Text to read:

# # # # # # #

It's not called the Parque de Los Novios - Park of the Newlyweds - for nothing. Young couples lock arms as they stroll past rows of freshly planted flowers. A Frank Sinatra love ballad sung in Spanish echoes from a bar. Aside from a few mustachioed, sombrero-clad men playing a board game, it seems as if everyone is on a romantic sabbatical.

Yet this square in the center of Santa Marta, a port city along the Caribbean coast of Colombia, was not always a streetlamp-lighted refuge of romance. Just a few years ago, the park was a tumbledown area trafficked mostly by prostitutes and petty criminals.

Wedged between the sea and the snow-capped Sierra Nevada de Santa Marta peaks, the city may be Colombia's oldest, but it has always been seen as the grittier and more industrial counterpart to nearby Cartagena.

"Until five years ago nobody would come here because of the guerrillas," says Michael McMurdo, a New York City-trained chef who recently opened a Mexican restaurant, Agave Azul, in Santa Marta.

"While there is still some sketchy stuff going on, I like it here because it still feels real and Colombian."

The town's transformation began with a government crackdown on illegal drug and paramilitary activity in the region. The efforts have paid off: Tourism has now replaced crime as Santa Marta's claim to fame.

The number of international visitors to Colombia in 2009 spiked 17 percent from the previous year, helped along by the emergence of former rebel hideouts like Santa Marta as new tourist destinations.

The Colombian government has also spent plenty of money to revamp the city's parks and convert streets into pedestrian zones. But what the government started, a wave of polyglot businesspeople like McMurdo has continued, helping to resuscitate Santa Marta's colonial center.

Shops selling religious iconography and smoky billiards halls are giving way to Tuscan-style hotels and tapas spots that double as jazz bars. Even the once-grimy boardwalk now feels more like a smaller-scale version of Rio de Janeiro's Ipanema.

# # # # # # #

Job 1: In the listing, reproduce the stretch from the line containing "TARGET: yellow button flower" through the line containing "(62, 212), (372, 488)" exactly, and give nothing else.
The listing that comes next has no connection to the Santa Marta article.

# # # # # # #

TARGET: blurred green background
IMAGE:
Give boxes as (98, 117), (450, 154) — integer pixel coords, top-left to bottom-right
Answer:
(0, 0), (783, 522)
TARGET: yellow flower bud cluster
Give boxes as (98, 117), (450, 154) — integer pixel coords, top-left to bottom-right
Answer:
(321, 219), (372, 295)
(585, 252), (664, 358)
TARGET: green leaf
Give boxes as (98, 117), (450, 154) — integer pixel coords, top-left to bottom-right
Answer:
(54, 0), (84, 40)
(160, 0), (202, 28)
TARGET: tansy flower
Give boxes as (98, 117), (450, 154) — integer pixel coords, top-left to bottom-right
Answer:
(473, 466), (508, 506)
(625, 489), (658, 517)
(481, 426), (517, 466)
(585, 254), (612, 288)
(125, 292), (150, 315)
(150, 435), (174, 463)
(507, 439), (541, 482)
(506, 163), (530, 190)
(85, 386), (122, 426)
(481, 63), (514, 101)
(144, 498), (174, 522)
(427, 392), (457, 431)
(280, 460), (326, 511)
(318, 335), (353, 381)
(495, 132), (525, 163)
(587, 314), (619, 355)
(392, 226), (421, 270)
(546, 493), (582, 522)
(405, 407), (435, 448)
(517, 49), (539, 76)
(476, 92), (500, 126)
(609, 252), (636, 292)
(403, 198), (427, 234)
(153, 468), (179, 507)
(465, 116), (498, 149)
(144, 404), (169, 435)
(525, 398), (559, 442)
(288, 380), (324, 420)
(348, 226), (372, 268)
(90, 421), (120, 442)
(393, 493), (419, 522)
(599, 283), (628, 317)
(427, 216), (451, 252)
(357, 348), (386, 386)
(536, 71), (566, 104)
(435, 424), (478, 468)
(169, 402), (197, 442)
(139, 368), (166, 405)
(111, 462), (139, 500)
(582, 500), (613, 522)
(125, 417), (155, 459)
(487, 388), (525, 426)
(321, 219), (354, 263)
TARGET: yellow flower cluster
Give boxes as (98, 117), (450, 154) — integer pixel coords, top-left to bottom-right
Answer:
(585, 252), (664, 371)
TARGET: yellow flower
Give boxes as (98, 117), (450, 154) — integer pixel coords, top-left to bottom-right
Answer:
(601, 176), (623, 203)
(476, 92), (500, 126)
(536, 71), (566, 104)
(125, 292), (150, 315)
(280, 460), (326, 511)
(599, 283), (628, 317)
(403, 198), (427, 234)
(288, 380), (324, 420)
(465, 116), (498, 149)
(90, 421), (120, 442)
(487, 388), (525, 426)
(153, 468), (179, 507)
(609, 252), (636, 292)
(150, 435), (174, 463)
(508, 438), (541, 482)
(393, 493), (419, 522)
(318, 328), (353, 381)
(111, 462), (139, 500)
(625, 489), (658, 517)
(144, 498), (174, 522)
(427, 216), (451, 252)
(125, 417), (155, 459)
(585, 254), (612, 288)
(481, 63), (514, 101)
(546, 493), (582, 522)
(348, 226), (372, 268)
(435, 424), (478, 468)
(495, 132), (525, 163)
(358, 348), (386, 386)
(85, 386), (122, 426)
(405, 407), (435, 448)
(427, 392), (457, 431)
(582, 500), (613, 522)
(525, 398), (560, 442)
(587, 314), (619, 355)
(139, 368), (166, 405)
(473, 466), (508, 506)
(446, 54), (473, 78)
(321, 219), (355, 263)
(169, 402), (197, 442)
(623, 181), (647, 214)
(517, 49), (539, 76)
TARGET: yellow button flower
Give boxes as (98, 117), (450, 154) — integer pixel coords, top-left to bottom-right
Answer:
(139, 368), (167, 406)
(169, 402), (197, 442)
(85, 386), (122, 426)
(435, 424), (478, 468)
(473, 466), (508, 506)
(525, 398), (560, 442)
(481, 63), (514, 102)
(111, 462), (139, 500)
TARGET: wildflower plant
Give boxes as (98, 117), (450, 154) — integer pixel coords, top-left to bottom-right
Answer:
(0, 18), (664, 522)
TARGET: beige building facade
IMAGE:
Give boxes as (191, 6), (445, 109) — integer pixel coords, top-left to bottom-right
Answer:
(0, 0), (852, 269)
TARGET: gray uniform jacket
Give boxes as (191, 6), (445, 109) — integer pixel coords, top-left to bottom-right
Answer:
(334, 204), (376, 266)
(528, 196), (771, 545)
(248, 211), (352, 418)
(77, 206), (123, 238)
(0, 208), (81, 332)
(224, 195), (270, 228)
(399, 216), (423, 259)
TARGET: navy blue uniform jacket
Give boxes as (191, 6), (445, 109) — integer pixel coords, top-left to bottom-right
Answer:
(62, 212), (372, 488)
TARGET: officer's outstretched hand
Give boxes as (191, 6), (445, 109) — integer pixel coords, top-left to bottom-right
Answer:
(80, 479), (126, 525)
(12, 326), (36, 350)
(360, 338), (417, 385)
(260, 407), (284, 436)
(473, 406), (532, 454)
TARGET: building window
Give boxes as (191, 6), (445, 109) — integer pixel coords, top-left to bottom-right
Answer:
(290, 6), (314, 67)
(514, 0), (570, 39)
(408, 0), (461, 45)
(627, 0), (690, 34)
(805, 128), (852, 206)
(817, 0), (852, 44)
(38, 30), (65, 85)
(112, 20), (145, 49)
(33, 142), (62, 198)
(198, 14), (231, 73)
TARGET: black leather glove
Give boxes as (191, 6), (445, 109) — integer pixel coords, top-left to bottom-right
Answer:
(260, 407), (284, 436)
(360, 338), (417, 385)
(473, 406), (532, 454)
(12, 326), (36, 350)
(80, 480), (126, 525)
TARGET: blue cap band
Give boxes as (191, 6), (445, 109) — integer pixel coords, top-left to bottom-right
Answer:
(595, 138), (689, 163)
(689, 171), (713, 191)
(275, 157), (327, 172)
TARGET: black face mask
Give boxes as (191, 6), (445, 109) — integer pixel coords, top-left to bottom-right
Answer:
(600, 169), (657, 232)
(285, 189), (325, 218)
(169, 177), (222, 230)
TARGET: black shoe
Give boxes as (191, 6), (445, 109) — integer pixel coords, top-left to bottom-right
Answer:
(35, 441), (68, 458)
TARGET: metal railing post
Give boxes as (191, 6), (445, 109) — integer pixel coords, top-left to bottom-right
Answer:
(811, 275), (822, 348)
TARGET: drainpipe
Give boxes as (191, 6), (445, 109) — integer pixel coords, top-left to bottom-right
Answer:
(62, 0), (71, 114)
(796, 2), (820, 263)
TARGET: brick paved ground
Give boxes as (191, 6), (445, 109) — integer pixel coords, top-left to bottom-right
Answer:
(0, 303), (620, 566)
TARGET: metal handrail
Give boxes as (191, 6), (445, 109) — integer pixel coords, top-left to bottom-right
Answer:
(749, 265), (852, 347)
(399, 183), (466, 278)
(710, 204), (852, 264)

# # # # # # #

Job 2: Write out the stretch of the Santa Marta article from "Yet this square" through "and petty criminals." word for word.

Correct answer 1:
TARGET: yellow button flower
Give boxes as (98, 117), (450, 154) — integer pixel coords, top-left to bottom-right
Answer:
(139, 368), (167, 406)
(169, 402), (197, 442)
(85, 386), (122, 426)
(435, 424), (478, 468)
(473, 466), (508, 506)
(525, 398), (560, 442)
(481, 63), (514, 102)
(111, 462), (139, 500)
TARGET: wildflower plant
Give boxes as (98, 117), (450, 154) — integer pixel coords, top-left to bottom-right
Answer:
(0, 18), (664, 522)
TARGET: beige building facade
IMAGE:
Give boxes as (191, 6), (445, 109) — integer pixel coords, top-left to bottom-right
Answer:
(0, 0), (852, 269)
TARGET: gray uniform jacket
Give boxes as (191, 6), (445, 109) — integer pixel coords, top-left to bottom-right
Answer:
(334, 204), (376, 266)
(528, 196), (771, 545)
(248, 211), (352, 418)
(77, 206), (123, 238)
(0, 208), (81, 332)
(224, 195), (270, 228)
(399, 216), (423, 259)
TARGET: navy blue uniform jacket
Give boxes as (191, 6), (445, 109) — integer pixel coords, top-left to bottom-right
Answer:
(62, 212), (372, 488)

Correct answer 2:
Yet this square in the center of Santa Marta, a port city along the Caribbean coast of Colombia, was not always a streetlamp-lighted refuge of romance. Just a few years ago, the park was a tumbledown area trafficked mostly by prostitutes and petty criminals.